Pick out every line in the entries below that contains the string "small", and copy each one. Letter case counts.

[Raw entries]

+ + + + + + +

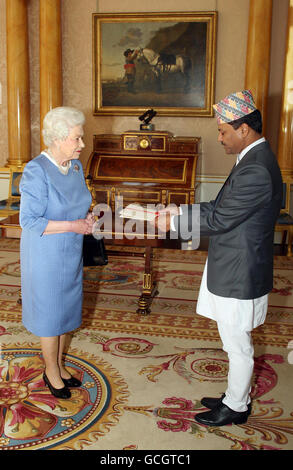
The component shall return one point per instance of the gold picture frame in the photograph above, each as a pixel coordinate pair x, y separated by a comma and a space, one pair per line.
164, 61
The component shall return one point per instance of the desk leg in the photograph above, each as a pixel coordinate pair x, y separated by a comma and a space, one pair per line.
149, 288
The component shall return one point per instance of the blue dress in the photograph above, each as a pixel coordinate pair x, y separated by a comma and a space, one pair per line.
51, 265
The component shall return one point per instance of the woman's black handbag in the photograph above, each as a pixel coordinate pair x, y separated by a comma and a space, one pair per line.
94, 251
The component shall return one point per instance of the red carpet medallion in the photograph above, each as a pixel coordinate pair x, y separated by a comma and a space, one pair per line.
142, 377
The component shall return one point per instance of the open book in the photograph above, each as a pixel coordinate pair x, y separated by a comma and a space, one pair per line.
135, 211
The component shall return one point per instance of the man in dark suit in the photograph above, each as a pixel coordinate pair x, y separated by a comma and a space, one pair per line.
238, 274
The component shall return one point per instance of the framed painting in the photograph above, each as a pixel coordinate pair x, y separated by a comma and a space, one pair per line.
164, 61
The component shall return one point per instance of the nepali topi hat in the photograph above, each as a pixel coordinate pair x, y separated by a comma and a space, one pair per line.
234, 106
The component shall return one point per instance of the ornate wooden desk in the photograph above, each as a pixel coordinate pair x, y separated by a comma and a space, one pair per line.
144, 167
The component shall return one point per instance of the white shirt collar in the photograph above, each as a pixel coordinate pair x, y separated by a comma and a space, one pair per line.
249, 147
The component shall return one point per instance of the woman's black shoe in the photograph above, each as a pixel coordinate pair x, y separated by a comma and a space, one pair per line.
72, 382
57, 392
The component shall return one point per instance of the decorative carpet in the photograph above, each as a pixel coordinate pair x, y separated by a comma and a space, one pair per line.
142, 376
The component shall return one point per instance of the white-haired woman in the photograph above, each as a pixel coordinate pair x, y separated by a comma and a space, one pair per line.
54, 217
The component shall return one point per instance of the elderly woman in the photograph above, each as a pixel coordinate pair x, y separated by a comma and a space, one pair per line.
54, 217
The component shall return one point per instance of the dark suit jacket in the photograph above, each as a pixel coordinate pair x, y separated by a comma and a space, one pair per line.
240, 223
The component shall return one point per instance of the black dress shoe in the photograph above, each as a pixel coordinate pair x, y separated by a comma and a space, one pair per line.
221, 415
57, 392
211, 403
72, 382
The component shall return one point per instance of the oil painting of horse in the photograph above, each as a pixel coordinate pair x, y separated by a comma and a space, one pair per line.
164, 61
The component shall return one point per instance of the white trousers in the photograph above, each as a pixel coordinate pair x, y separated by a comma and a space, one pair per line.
239, 347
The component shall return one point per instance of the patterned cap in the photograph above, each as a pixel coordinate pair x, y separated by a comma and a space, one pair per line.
234, 106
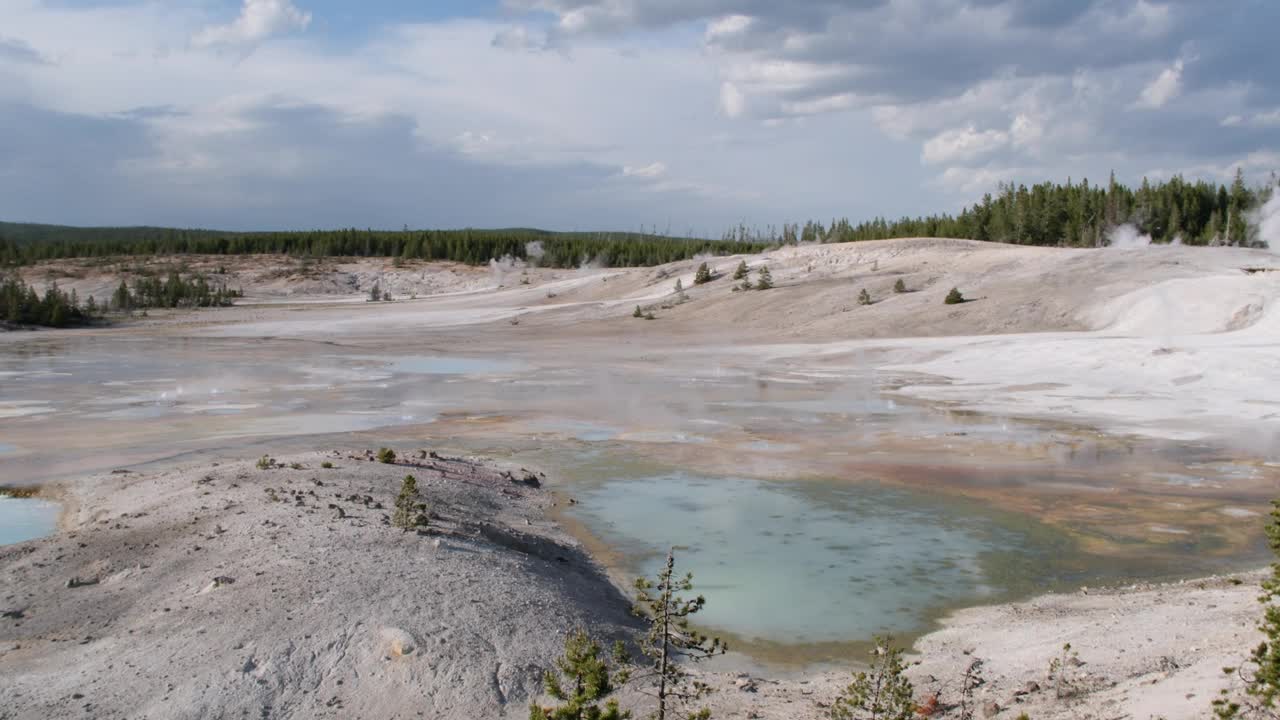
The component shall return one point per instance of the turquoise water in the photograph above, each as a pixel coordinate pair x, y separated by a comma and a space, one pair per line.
26, 519
800, 563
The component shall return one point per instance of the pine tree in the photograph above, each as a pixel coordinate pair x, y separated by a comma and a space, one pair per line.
581, 679
671, 639
1261, 673
882, 692
410, 511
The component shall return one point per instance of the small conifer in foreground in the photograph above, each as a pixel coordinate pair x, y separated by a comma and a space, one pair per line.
882, 692
583, 678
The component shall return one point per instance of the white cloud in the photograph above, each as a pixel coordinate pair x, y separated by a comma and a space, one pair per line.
1166, 86
727, 26
650, 171
961, 145
732, 101
257, 21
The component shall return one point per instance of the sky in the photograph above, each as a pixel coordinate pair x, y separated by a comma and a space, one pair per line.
677, 115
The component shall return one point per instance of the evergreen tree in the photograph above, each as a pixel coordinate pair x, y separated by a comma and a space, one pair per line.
671, 639
410, 511
1261, 673
882, 692
583, 678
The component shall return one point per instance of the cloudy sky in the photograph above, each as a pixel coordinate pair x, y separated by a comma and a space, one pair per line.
684, 114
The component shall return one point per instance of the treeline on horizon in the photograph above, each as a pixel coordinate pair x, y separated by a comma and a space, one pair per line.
1072, 214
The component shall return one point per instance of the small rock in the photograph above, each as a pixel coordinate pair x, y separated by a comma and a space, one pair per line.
398, 642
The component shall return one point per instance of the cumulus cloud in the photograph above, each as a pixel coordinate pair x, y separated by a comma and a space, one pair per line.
961, 145
1166, 86
257, 21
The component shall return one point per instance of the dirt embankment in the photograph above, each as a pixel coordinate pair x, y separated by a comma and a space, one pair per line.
229, 591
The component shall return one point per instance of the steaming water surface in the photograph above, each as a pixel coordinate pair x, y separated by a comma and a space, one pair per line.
26, 519
787, 564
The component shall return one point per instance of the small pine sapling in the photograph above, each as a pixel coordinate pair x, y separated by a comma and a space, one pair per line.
410, 511
581, 679
1261, 673
671, 639
882, 692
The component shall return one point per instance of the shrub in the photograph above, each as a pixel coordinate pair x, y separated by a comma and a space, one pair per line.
703, 276
410, 511
581, 679
882, 692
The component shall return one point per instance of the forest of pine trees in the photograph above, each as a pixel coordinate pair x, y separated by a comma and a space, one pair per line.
22, 305
1073, 214
22, 244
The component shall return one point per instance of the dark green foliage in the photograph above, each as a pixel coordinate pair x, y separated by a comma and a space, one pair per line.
703, 276
1261, 673
671, 639
21, 304
30, 242
583, 678
410, 511
882, 692
174, 291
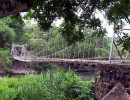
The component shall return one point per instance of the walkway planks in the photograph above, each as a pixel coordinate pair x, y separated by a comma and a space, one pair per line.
58, 60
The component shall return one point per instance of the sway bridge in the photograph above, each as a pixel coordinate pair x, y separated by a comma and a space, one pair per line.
93, 49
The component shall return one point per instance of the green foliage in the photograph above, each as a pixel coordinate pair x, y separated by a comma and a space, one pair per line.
5, 58
8, 70
17, 27
80, 14
7, 35
50, 85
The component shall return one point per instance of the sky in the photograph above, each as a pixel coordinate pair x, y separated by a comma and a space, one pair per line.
105, 24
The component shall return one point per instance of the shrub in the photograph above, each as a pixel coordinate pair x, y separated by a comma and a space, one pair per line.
8, 70
50, 85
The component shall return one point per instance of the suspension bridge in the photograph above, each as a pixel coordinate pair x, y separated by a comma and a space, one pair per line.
92, 49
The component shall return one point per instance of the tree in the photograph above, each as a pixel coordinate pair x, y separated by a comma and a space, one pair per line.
7, 36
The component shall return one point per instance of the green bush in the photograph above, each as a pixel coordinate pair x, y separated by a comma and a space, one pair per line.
5, 58
8, 70
50, 85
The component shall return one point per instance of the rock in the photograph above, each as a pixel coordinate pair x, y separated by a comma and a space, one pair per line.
117, 93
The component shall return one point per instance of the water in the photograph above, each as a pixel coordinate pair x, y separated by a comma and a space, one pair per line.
85, 76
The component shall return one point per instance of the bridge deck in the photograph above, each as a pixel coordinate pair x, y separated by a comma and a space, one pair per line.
57, 60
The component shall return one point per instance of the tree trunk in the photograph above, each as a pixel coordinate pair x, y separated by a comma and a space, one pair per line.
10, 7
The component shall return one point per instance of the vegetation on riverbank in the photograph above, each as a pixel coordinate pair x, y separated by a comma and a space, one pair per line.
50, 85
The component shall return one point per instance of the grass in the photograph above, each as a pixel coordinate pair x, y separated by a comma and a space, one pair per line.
50, 85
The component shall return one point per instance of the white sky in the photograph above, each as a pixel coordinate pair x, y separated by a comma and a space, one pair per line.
105, 24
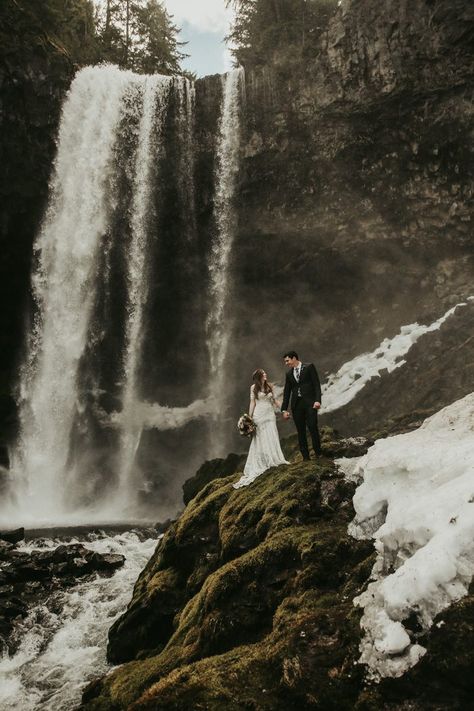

+ + + + + + +

# Expected output
The component shall return one point per instance of the small conifer in foreground in the photograph above, each as a pixel coordinate pair x, y separated by a comma and a space, one pair per line.
The component shall return one point per instance of the small rock in the photograph above, each as a pixel coordinate pair x, y separated by a comma and a space, one pair per line.
The component shall return one point per instance of the small pine sapling in the photograph above, each as a pixel coordinate pair x, y separated by a comma and a space, one pair per line.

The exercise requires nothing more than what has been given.